--- RECORDS PROVIDED ---

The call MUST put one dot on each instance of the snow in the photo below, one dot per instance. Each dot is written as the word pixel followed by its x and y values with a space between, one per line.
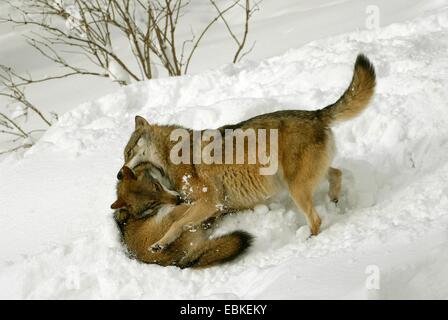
pixel 59 240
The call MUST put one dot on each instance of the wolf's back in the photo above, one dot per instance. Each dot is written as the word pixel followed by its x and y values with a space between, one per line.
pixel 224 249
pixel 357 96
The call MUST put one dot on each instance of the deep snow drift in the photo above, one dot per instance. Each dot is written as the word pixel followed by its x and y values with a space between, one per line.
pixel 59 240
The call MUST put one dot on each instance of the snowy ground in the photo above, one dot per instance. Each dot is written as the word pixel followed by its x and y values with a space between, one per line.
pixel 59 240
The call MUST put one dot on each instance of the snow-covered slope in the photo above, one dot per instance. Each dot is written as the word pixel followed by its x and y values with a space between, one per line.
pixel 59 241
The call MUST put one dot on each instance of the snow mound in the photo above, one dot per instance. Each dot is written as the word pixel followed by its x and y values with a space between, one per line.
pixel 60 240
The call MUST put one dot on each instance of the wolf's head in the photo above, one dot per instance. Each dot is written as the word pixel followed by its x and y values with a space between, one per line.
pixel 140 147
pixel 140 194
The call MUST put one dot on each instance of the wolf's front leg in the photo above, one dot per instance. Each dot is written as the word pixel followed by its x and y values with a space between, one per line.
pixel 200 211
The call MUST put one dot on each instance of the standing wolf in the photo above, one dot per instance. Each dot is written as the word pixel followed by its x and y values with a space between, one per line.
pixel 305 149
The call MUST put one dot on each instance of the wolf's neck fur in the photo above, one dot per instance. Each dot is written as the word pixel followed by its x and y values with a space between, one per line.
pixel 164 145
pixel 163 212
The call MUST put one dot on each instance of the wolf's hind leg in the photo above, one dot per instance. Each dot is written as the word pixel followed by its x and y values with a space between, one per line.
pixel 334 177
pixel 220 250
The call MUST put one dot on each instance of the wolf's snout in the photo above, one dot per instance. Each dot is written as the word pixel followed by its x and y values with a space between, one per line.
pixel 120 174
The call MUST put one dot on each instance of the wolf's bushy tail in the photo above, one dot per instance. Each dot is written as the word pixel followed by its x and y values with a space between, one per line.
pixel 357 96
pixel 223 249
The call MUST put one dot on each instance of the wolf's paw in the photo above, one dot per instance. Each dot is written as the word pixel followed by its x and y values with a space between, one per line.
pixel 190 227
pixel 156 248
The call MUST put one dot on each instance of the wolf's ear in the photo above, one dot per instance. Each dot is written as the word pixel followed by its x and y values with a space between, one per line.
pixel 140 122
pixel 128 173
pixel 118 204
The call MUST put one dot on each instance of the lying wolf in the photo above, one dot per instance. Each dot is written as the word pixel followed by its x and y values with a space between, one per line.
pixel 305 150
pixel 145 211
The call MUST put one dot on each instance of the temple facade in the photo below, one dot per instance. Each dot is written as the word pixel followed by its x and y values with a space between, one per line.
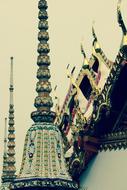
pixel 79 144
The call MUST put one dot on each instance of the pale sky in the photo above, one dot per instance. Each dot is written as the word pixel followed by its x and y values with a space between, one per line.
pixel 70 23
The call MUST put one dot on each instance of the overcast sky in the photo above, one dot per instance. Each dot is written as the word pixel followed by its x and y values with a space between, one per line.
pixel 70 23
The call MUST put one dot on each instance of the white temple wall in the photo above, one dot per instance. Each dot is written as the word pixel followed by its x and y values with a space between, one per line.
pixel 108 171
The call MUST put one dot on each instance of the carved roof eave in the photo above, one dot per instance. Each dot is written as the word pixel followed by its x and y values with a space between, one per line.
pixel 98 52
pixel 85 70
pixel 103 100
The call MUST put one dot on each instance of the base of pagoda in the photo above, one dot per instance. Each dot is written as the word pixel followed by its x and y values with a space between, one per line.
pixel 45 184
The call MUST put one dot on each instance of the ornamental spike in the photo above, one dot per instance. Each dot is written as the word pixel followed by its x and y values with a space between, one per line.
pixel 11 170
pixel 120 18
pixel 85 62
pixel 4 174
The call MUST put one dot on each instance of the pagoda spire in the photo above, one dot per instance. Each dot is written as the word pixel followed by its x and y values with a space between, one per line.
pixel 43 102
pixel 4 174
pixel 43 163
pixel 11 170
pixel 123 47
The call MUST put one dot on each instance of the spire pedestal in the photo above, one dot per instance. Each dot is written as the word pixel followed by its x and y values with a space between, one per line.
pixel 43 164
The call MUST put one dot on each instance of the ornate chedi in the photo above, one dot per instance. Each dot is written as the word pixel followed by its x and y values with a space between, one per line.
pixel 43 164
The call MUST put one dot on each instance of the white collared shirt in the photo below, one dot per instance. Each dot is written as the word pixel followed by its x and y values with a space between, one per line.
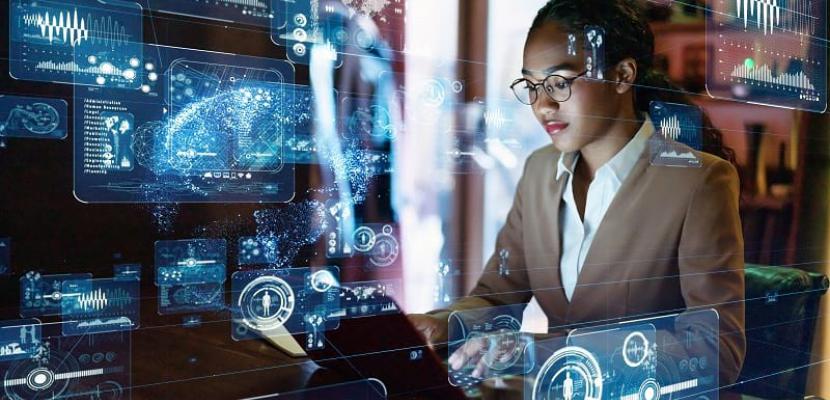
pixel 577 235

---

### [PROBLEM TO WORK ON]
Only the pictures are to be left out; write out all the other data exactly.

### [EXERCISE SOLUTION]
The call MUST put one dot on each instance of the snow in the photo below, one dot per instance. Each dot is written as the word pixel followed by its x and y values with a space between, one per line.
pixel 59 240
The call MUST put one dot on each instance of the wolf's back in the photo above, one dot per instance. Each dot is written as the word pixel followed by its x and y values with a space between, one per line.
pixel 224 249
pixel 357 96
The call MUST put one dot on each instance of the deep snow drift in the photo above, one dot per instance. Each dot is written as the word pixel followed by its x and y values with a space between, one per line.
pixel 59 240
The call MUST put one dot on each instance of the snowy ground in the photo above, one dot per instance. Each dot is written as the word pixel followed by its x and y values with a space between, one per line.
pixel 59 240
The call MUST put one dot on each instance of the snow-covered slope in the photo above, one dot per instance. Each dot is written as the word pixel followed by its x and y values with a space between, one per line.
pixel 59 241
The call MUST put one dot on each instance of the snow mound in the photo above, one dot per instance. Each dot is written as the word pixel followed by its x and y values with a space between, one per line.
pixel 60 240
The call MUST put one dot on each instance of the wolf's head in the photo above, one dot per instance. Each dot is written as the word pixel followed by its x and y values with a space between, one per line.
pixel 140 147
pixel 140 194
The call MUST put one dot on each instance of the wolf's front leg in the photo above, one dot per instance. Each dot is written as the word pixel followed by its x and y values with a space between, one per line.
pixel 200 211
The call MUST put one dot on each instance of the standing wolf in the photo above, one dot per instance. Each dot is written as the word pixel followed by its x and y values with a space between, one per line.
pixel 305 149
The call MUST put one dot on each instance of the wolf's neck fur in the photo above, one dot per instance. Each dot is written as the word pixel followed by its x and y values with a space between, one per line.
pixel 164 145
pixel 163 212
The call MUST put one dot on each instance of the wolf's hind leg in the photo above, one dot per instance. Each dot is written as the word pixel followed by its x and y values with a space between, one per line.
pixel 334 177
pixel 220 250
The call MUST put one dot on each instance of the wolf's snout in the photo above, one dot per instance. Each dot is written as the word pixel followed by its x and y values with a space between, one per line.
pixel 120 174
The call MUST put one dot on each instance of the wolf's bushy tail in the photo above, one dot per instance. Each dot is written as the word pixel followed by its x and y values with a space between, one per line.
pixel 357 96
pixel 223 249
The call MUST put one dot on each instance of the wolf's paw in the photo above, one dot per instance. Each dot is written as the word pixel followed by its x and y values with a space between, one per line.
pixel 190 227
pixel 156 248
The call MUST put one dot on each instance of the wolf's ear in the photo above, one dot per instance. Each dot is written as the word pixel followed by its x and y values with a space between, one per line.
pixel 140 122
pixel 128 173
pixel 118 204
The call MUST put one dot on each instance of the lying wolf in the photo above, one dot per instance. Each dot is written as the word pixel followed by its x and y values with a space between, one per line.
pixel 305 150
pixel 145 211
The call MUST put one dot on each instance of the temple facade in the photo below, one dot per instance. Each dot is written as the word pixel followed by its x and y values with a space between, one per line.
pixel 79 144
The call MUST put one dot on each instance of the pale sky in the photo above, one dot per instance. Each dot is written as the word pixel followed by its x and y values with a space between, one per line.
pixel 70 23
The call MUST put one dot on each instance of the overcast sky in the photo above, one dot per instance. Each dot is written as the word pixel followed by its x and y values with a space between, one per line.
pixel 70 23
The call MUST put one dot on each instance of the white temple wall in the photo above, one dot per instance. Each dot is written as the word pixel followed by its x and y values with a space between, one per line.
pixel 108 171
The call MUST put one dot on each instance of the carved roof eave in the photo above, one dot per instance. Each dot is written as the word pixel followed by its x and y values with a space between, one per line.
pixel 98 52
pixel 85 70
pixel 103 100
The call MUST put one dot on each instance of the base of pagoda in the photo above, one dot per instance. Each dot is written as the word pixel followed by its x and y values with a space between, one per line.
pixel 45 184
The call MUST put one dot on each instance of the ornamental spike in the photo above, one dot per instance. Each dot is written as the word pixel followed by its x and y values with a space between, one per line.
pixel 11 170
pixel 120 18
pixel 85 62
pixel 4 174
The call MUST put one dot on each instance of the pagoda spire in the photo above, one dot per instance. Each dot is written as the word pixel followed by its x and y values with a space between, one per line.
pixel 43 102
pixel 4 174
pixel 43 163
pixel 11 170
pixel 123 47
The call MUST put one dot on each instance of the spire pedestal in the photo above, one dot per instance. Each dot is written as the word pixel followed by its x and y values with a space between, one per line.
pixel 43 164
The call MUST put one dot on each instance of the ornate chedi in the photo above, one dot per instance. Each dot is written as the word pixel followed by its x and y values with a space between, one per line.
pixel 43 164
The call MUST put one dot on each instance of the white collared shirt in the photo below, one dot per instance. Each dot is written as the word pixel followed by its x and y values with a space between, one per line.
pixel 577 235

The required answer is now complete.